Tarefa proposta A:
Reescreva os registros, com os pedidos incluídos, começando no início dos registros e terminando na linha que contém "[1111, 820]", ambas inclusive. Acrescente 48 a cada coordenada das respostas.

Trecho para leitura:
+===+

Joaquim Barbosa
e procurador-geral da República escondem provas capitais para o julgamento do
‘mensalão’
O então procurador-geral da República,
Antonio Fernando de Souza, e o ministro do Supremo Tribunal Federal (STF),
Joaquim Barbosa, criaram em 2006 e mantiveram sob segredo de Justiça dois
procedimentos judiciais paralelos à Ação Penal 470. Por esses dois outros
procedimentos passaram parte das investigações do chamado caso do ‘mensalão’. O
inquérito sigiloso de número 2474 correu paralelamente ao processo do chamado
‘mensalão’, que levou à condenação, pelo STF, de 38 dos 40 denunciados por
envolvimento no caso, no final do ano passado, e continua em aberto. E desde
2006 corre na 12ª Vara de Justiça Federal, em Brasília, um processo contra o
ex-gerente executivo do Banco do Brasil, Cláudio de Castro Vasconcelos, pelo
exato mesmo crime pelo qual foi condenado no Supremo Tribunal Federal (STF) o
ex-diretor de Marketing do Banco do Brasil, Henrique Pizzolato.
Esses dois inquéritos receberam provas
colhidas posteriormente ao oferecimento da denúncia ao STF contra os réus do
‘mensalão’ pelo procurador Antônio Fernando, em 30 de março de 2006. Pelo menos
uma delas, o Laudo de número 2828, do Instituto de Criminalística da Polícia
Federal, teria o poder de inocentar Pizzolato.
O advogado do ex-diretor do BB, Marthius
Sávio Cavalcante Lobato, todavia, apenas teve acesso ao inquérito que corre em
primeira instância contra Vasconcelos no dia 29 de abril deste ano, isto é, há
um mês e quase meio ano depois da condenação de seu cliente. E há não mais
tempo do que isso descobriu que existe o tal inquérito secreto, de número 2474,
em andamento no STF, também relatado por Joaquim Barbosa, que ninguém sabe do que
se trata – apenas que é um desmembramento da Ação Penal 470 –, mas que serviu
para dar encaminhamento às provas que foram colhidas pela Polícia Federal
depois da formalização da denúncia de Souza ao Supremo. Essas provas não
puderam ser usadas a favor de nenhum dos condenados do mensalão.
Essa inusitada fórmula jurídica, segundo
a qual foram selecionados 40 réus entre 126 apontados por uma Comissão
Parlamentar de Inquérito e decidido a dedo para qual dos dois procedimentos
judiciais (uma Ação Penal em curso, pública, e uma investigação sob sigilo)

+===+

Entradas de dados coletados
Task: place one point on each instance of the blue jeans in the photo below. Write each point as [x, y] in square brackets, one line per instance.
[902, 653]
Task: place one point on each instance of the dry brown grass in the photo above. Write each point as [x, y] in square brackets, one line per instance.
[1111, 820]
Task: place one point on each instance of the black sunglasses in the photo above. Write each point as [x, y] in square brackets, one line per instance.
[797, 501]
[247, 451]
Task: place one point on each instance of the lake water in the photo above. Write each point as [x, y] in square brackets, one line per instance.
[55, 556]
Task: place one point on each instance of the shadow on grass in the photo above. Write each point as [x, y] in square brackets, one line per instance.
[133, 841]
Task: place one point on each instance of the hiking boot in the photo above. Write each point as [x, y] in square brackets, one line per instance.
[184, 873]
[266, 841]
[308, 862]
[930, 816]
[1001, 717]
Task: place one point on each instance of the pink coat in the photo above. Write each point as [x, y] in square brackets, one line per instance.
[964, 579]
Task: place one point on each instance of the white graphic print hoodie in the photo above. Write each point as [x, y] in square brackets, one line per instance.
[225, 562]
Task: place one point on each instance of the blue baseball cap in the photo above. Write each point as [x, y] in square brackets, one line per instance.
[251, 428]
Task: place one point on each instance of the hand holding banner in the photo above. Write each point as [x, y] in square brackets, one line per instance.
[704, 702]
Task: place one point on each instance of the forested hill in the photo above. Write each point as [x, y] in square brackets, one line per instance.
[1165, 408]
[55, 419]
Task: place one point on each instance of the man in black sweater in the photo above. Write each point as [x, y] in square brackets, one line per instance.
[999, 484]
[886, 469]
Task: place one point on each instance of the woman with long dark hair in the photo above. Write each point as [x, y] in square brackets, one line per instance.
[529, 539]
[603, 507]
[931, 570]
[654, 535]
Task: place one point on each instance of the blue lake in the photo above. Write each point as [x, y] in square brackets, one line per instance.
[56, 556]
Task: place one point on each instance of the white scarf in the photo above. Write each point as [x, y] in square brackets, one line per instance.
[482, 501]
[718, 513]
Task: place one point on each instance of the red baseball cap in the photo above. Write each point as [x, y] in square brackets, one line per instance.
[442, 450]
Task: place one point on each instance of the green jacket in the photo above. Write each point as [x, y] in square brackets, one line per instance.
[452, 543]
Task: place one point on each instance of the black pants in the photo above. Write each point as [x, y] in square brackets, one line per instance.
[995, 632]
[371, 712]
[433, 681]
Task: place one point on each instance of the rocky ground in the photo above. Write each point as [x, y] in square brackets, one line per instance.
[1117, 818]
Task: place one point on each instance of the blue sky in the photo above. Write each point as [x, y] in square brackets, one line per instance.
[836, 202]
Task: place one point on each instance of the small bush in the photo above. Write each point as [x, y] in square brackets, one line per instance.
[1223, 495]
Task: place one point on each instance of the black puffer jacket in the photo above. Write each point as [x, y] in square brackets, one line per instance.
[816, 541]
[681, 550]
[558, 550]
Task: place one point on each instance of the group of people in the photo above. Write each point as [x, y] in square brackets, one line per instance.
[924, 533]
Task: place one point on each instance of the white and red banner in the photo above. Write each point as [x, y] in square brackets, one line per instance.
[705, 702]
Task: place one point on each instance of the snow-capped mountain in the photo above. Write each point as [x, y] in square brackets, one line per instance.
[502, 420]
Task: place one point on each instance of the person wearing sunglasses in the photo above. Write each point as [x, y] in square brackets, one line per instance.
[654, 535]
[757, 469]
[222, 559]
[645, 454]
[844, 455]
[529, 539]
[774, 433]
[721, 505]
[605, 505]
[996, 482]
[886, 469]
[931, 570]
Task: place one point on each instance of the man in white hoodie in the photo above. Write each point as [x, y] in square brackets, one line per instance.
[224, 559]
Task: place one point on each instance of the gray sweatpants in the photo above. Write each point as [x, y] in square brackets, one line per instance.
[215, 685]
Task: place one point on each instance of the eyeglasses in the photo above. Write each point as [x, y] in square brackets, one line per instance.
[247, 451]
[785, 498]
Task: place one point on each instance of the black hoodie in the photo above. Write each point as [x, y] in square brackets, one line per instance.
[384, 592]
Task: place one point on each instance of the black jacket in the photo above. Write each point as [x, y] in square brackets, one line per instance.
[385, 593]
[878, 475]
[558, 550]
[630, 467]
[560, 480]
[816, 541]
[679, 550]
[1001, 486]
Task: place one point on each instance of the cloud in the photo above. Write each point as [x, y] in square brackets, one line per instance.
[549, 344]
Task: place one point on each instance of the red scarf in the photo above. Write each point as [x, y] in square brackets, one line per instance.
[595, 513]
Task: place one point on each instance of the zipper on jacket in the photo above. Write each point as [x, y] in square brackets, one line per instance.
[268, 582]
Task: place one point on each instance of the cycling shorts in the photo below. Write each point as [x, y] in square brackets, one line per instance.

+===+

Tarefa proposta B:
Segundo o trecho para leitura, em que data o procurador Antônio Fernando ofereceu ao STF a denúncia contra os réus do ‘mensalão’?

Resultado esperado A:
Task: place one point on each instance of the blue jeans in the photo below. Write each point as [x, y] in square brackets, one line per instance.
[950, 701]
Task: place one point on each instance of the dry brown grass in the photo above. Write each point as [x, y] in square brackets, one line per instance.
[1159, 868]

Resultado esperado B:
Em 30 de março de 2006.